• **Document passage**
THE TEXTUAL WORLD OF THE UPANISHADS
The Upanishads are often referred to as “the end of the Veda” (Vedantacs), for they are the final texts in the body of literature called shruti (“what is heard”), unalterable divine revelation, in contrast with the rest of Hindu literature, called smriti (“what is remembered”), the tradition attributed to human authors, thereforefallible and corrigible. Just as the Brahmanas are, among other things, footnotes to the Vedas, so the Upanishads began as Cliffs Notes to the Brahmanas, meditations on the meaning of the Vedic rituals and myths. The different Upanishads belong to different branches of the Vedic traditions, different family lineages, but they share so many stories and ideas that they are clearly in conversation with one another.
Bridging these two sets of texts, the Brahmanas and the Upanishads, and actually overlapping with both of them are the Aranyakas (“Jungle Books”), so called presumably because they were composed in the wilderness, or jungle, outside the village; they dealt more with ritual and less with cosmology and metaphysics than the Upanishads did. The early Upanishads (meaning “sitting beside,” a name that may refer to the method of placing one thing next to another, making connections, or to pupils sitting beside their teacher) probably9 were composed in the sixth and fifth centuries BCE.ct Again we find a major shift in language, between the Sanskrit of the Brahmanas and that of the Upanishads, not merely in the grammar and vocabulary but also in the style, which is far more accessible, conversational, reader friendly; if we liken the Brahmanas to Chaucer (in their distance from modern English), the Upanishads are like Shakespeare. The grammarian Panini wrote about spoken Sanskrit (bhasha), in contrast with Vedic, ritualistic Sanskrit. In North Indian towns and villages, people spoke Prakrits, the “natural” or “unrefined” languages, often regarded as dialects, in contrast with Sanskrit, the “perfected” or “artificial” language. The Buddha, preaching at roughly the time of the Upanishads, was beginning to preach in Magadhi, the local dialect of Magadha, in order to reach a wider audience; the decision to preserve the Buddhist canon in such a dialect, Pali, had an effect much like that of the elimination of Latin from the Catholic mass after Vatican II: It made the liturgy comprehensible to all the Pali-valent Buddhists. The Upanishadic authors too were probably reaching out in that more vernacular direction, stretching the Sanskrit envelope.

• **Job 1**
Set down, word for word, the part of the passage on the Upanishads that opens with the words containing "THE TEXTUAL WORLD" and closes with "with one another.".

[Dataset rows showing where objects appear]
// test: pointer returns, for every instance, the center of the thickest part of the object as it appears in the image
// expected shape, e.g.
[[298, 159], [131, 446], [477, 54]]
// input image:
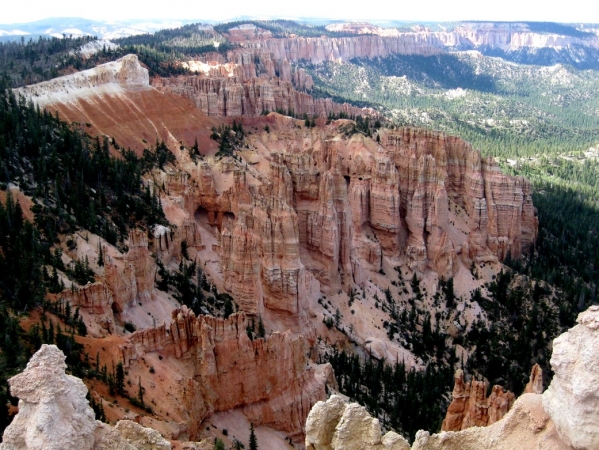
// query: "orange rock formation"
[[470, 406], [270, 378]]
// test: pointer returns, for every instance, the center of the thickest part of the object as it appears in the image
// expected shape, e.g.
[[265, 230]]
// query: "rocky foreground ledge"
[[55, 415], [565, 417]]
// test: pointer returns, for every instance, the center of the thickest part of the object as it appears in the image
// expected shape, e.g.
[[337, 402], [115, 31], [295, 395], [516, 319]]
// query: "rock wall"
[[562, 418], [470, 406], [231, 96], [95, 303], [572, 399], [132, 278], [55, 415], [317, 50], [325, 205], [112, 77], [270, 378]]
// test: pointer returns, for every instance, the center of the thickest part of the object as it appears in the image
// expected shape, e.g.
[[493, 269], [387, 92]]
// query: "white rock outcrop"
[[572, 398], [336, 425], [55, 415]]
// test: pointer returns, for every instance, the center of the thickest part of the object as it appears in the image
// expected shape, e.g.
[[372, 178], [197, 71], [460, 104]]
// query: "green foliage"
[[119, 379], [40, 59], [228, 137], [406, 401]]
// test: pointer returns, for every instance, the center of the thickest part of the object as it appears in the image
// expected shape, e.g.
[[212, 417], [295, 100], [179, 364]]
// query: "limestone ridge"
[[470, 406], [55, 415], [334, 209], [249, 81], [109, 78]]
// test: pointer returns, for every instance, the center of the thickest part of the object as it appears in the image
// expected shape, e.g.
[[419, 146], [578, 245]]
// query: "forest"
[[538, 122]]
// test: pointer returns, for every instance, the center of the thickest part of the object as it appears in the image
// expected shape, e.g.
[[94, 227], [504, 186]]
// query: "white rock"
[[55, 415], [53, 412], [572, 398], [336, 425]]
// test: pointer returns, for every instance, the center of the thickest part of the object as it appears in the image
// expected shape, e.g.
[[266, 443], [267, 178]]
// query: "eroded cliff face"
[[470, 406], [562, 418], [272, 379], [322, 205], [233, 96], [55, 415]]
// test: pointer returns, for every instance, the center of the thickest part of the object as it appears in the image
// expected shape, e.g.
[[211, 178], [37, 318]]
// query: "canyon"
[[292, 218], [563, 417]]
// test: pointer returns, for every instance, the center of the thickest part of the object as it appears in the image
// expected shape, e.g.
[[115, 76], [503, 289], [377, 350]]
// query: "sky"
[[573, 11]]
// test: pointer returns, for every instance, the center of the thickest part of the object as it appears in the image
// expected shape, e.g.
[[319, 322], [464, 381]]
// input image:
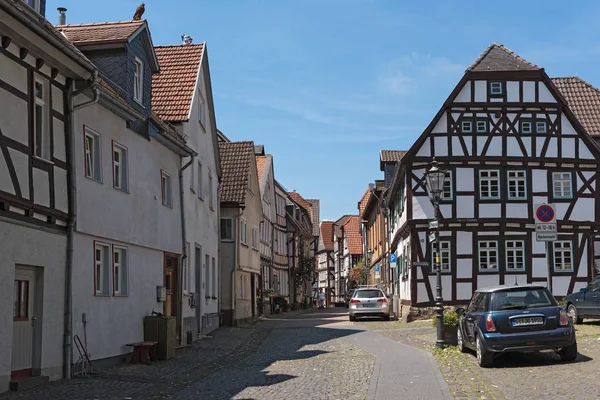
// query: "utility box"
[[164, 331]]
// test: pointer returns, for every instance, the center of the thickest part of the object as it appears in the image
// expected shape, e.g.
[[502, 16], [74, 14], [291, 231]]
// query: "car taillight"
[[563, 318], [489, 324]]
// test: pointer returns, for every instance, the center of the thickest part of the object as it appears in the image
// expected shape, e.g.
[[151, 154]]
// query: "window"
[[488, 255], [496, 88], [526, 127], [516, 185], [482, 126], [254, 237], [563, 256], [199, 190], [227, 229], [447, 192], [93, 165], [515, 255], [243, 231], [42, 120], [120, 272], [444, 256], [562, 185], [210, 193], [165, 186], [207, 275], [467, 126], [138, 81], [489, 184], [101, 269], [214, 275], [120, 167], [21, 301]]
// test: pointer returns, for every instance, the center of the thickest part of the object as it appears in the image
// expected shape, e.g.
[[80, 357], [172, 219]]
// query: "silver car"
[[369, 302]]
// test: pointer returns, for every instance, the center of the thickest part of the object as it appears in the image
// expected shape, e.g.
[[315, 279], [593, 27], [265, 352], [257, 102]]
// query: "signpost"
[[545, 231]]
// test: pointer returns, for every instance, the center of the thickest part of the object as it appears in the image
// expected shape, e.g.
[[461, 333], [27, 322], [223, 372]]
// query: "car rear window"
[[368, 294], [521, 299]]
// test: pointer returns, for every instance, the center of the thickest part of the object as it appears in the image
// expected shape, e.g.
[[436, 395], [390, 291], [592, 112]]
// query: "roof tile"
[[235, 163], [173, 88]]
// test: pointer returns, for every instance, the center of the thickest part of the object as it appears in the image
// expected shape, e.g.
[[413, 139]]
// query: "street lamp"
[[435, 179]]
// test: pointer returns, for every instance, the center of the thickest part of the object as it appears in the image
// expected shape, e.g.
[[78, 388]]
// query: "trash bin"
[[164, 331]]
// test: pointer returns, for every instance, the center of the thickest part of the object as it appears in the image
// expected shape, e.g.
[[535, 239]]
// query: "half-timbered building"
[[38, 72], [509, 141]]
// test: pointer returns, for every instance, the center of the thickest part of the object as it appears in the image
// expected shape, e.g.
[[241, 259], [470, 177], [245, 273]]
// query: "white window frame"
[[448, 185], [166, 188], [122, 166], [524, 124], [513, 180], [513, 251], [486, 249], [123, 266], [559, 249], [231, 222], [489, 180], [42, 150], [93, 155], [559, 177], [138, 81], [465, 123], [445, 255], [104, 264]]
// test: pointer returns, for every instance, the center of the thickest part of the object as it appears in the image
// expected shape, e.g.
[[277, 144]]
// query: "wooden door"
[[170, 283], [23, 320]]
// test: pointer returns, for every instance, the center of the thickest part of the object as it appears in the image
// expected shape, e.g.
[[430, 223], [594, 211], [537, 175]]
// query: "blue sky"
[[326, 84]]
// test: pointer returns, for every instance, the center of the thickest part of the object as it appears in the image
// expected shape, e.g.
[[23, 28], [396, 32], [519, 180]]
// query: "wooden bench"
[[143, 352]]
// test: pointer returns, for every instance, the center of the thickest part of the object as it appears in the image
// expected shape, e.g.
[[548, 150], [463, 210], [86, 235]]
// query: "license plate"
[[528, 321]]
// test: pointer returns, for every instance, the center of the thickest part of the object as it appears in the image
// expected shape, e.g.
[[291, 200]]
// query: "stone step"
[[19, 384]]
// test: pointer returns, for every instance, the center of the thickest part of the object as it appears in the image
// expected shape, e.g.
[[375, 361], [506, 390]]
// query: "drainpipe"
[[184, 240], [71, 227]]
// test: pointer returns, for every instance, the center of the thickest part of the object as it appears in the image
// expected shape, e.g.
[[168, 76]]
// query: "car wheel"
[[568, 353], [484, 359], [459, 339], [573, 314]]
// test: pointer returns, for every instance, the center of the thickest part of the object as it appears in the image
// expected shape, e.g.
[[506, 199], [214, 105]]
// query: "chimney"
[[62, 17]]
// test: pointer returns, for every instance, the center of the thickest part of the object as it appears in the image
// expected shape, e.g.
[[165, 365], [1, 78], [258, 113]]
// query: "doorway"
[[23, 322]]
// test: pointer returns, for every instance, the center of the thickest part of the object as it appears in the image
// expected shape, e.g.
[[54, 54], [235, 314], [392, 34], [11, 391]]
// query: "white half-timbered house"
[[509, 141], [38, 71]]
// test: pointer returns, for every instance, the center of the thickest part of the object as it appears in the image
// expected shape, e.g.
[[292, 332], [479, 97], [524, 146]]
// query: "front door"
[[23, 320], [170, 282]]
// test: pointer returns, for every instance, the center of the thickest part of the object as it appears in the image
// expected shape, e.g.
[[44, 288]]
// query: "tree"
[[359, 272]]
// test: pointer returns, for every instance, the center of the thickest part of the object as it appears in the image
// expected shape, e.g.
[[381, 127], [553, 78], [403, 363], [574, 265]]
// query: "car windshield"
[[521, 299], [368, 294]]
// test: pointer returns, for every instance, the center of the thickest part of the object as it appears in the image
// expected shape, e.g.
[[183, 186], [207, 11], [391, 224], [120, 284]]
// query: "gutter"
[[184, 244], [71, 228]]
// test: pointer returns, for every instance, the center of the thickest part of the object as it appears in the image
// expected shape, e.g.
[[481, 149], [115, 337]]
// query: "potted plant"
[[450, 324]]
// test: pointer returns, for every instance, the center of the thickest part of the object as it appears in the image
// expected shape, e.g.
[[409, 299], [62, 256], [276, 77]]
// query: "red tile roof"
[[261, 162], [103, 32], [173, 88], [353, 236], [583, 99], [498, 58], [235, 163], [326, 233]]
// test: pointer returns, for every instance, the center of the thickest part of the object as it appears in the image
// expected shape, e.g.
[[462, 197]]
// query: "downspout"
[[71, 227], [184, 244]]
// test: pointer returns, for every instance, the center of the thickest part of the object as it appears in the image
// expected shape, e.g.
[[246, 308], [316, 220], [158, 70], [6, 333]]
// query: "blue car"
[[515, 318]]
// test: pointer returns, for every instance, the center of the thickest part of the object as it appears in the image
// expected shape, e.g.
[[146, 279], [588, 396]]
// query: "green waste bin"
[[164, 331]]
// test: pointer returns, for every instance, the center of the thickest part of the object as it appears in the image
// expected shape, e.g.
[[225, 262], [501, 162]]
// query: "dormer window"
[[138, 81]]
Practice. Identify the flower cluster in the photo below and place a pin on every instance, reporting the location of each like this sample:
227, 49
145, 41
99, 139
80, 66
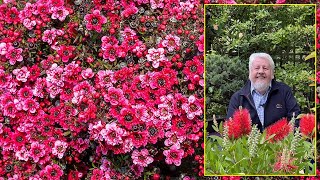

• **Job 2**
Output as a JSON list of strings, one string per line, the part of the entries that opens with their first line and closes with the line containing "[[119, 379], [40, 59], [228, 137], [406, 401]]", both ends included. Leave out blank lines and the pictures.

• **Task solution 1**
THE TEXTUAL WORLD OF THE UPANISHADS
The Upanishads are often referred to as “the end of the Veda” (Vedantacs), for they are the final texts in the body of literature called shruti (“what is heard”), unalterable divine revelation, in contrast with the rest of Hindu literature, called smriti (“what is remembered”), the tradition attributed to human authors, thereforefallible and corrigible. Just as the Brahmanas are, among other things, footnotes to the Vedas, so the Upanishads began as Cliffs Notes to the Brahmanas, meditations on the meaning of the Vedic rituals and myths. The different Upanishads belong to different branches of the Vedic traditions, different family lineages, but they share so many stories and ideas that they are clearly in conversation with one another.

• **Task solution 2**
[
  "// test: pointer returns, for every instance, the center of the thickest part of the object as it appears in the image",
  "// expected shape, e.g.",
  "[[298, 159], [131, 446], [477, 54]]",
  "// input image:",
  "// query: \"orange rock formation\"",
  "[[470, 406], [270, 378]]",
  "// test: pointer returns, for every instance, the center of the thickest part of the object as it appears in the image",
  "// expected shape, e.g.",
  "[[265, 230]]",
  "// query: \"rocky foreground ledge\"",
  "[[55, 415], [565, 417]]",
  "// test: pointer returns, for every instance, the center of the thickest part of the object as it appears in the image",
  "// expected shape, e.g.",
  "[[337, 402], [115, 31], [295, 395], [516, 319]]",
  "// query: \"rock wall\"",
  "[[562, 418], [470, 406], [231, 96], [95, 303], [572, 399], [132, 278], [55, 415], [317, 50], [325, 205], [112, 77], [270, 378]]",
  "// test: pointer returns, for every instance, the center of the thickest part of the object as it appears in the image",
  "// expected shape, e.g.",
  "[[493, 269], [387, 92]]",
  "// query: \"white rock outcrop\"",
  "[[572, 398], [336, 425], [55, 415]]",
  "// test: pointer returns, for every instance, the center of the thickest part of the object as it appears in the image",
  "// expected shape, e.g.",
  "[[372, 178], [197, 71], [460, 104]]",
  "// query: \"green foliage\"",
  "[[119, 379], [40, 59], [228, 137], [406, 401]]"
]